- _Passage_:
Student spotlight on Alli Carothers

Alli Carothers
Alli Carothers

Alli Carothers has worked with sea turtles in Mexico, cheetahs with the Smithsonian, and done three research projects during her time at University of Nebraska-Lincoln. And she’s just getting started.

The senior fisheries and wildlife and animal science double major credits her opportunities with her willingness to put herself out there and work hard.
“People ask me how I get so many opportunities, and I say, ‘I kind of force my way into things’,” she said.

But it’s not just her go-getter attitude that makes Carothers this week’s #SNRStudentSpotlight, it’s her passion for doing science.

Carothers started as a biology major but decided to switch after looking over the coursework. She wanted to steer away from human science and onto animals.

“If I have this passion for animals and the environment, I kind of feel like it’s my responsibility to use my career to further it,” she said.

Carothers began volunteering with Dr. Dennis Ferraro’s herpetology lab and credits that with her internship with Omaha’s Henry Doorly Zoo. She worked in the education department teaching about sea lions, penguins and elephants.

Through SNR, she completed two UCARE research projects and an independent study. She also took classes like eco physiology and reproductive physiology that sparked a passion for physiology.

This passion led Carothers to spend her spring 2018 semester with the Endangered Species Conservation Program at the Smithsonian taking classes and conducting a research project. Through preparation and interviews, she got accepted to work in the Gamete Bio Research Lab with Dr. Marcia Ferraz.

- _Requirement 1_:
Copy the student spotlight word for word, starting at "Carothers started as" and ending at "and onto animals.".
- _Requirement 2_:
Resume the student spotlight on Alli Carothers after its last sentence.

Collected data entries
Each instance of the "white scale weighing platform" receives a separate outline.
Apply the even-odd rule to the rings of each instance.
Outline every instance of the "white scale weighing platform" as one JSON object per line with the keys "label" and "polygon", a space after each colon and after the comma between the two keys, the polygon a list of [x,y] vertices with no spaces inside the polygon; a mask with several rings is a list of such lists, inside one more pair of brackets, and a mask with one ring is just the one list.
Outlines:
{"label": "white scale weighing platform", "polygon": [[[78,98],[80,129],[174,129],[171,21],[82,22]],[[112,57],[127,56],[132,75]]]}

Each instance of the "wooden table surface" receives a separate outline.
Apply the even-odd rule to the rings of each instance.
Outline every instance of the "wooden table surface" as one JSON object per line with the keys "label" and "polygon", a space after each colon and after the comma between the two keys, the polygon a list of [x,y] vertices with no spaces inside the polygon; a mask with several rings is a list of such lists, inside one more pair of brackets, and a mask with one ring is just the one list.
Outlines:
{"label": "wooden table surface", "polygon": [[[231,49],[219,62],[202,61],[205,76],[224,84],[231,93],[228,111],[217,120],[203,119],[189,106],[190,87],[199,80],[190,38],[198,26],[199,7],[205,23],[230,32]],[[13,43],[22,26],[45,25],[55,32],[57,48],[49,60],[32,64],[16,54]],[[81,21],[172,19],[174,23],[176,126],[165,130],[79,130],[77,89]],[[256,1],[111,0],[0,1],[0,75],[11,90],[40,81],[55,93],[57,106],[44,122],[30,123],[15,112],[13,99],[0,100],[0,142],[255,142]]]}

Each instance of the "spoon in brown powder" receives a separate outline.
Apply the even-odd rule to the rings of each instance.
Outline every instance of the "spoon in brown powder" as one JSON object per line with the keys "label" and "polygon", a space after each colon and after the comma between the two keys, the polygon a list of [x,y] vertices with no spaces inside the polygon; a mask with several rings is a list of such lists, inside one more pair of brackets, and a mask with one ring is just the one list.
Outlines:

- _Exercise answer 1_:
Carothers started as a biology major but decided to switch after looking over the coursework. She wanted to steer away from human science and onto animals.

- _Exercise answer 2_:
Her project was on the effects of oviduct exosomes on sperm-ooctyle interaction in feline species. This means she was working on captive breeding in cats and how scientists can do it more successfully. She used domestic cats as a model, but thinks that it can be used on cheetahs and other endangered cats in the future.

Her research helped Carothers realize she wants to study reproductive physiology for her career.

“I realized I was understanding what the scientists were saying, and I could ask intelligent questions about it,” she said. “Oh my god, I know what you’re talking about.”

This summer, Carothers lived in Mexico for two months at the San Pancho Turtle Center. She researched how climate change affects sea turtle hatching success and different conservation methods.

Now, Carothers works remotely with the IUCN updating their information on Mediterranean reptiles. She plans to get her masters and doctorate degrees and help develop assistive reproductive tech. In the future, she sees herself teaching in a college or working with a zoo on their captive programs.
Carothers said SNR has helped her by allowing her to make choices about her classes and take things she thought were important.

“I could mold this major into what I wanted to get out of it,” she said.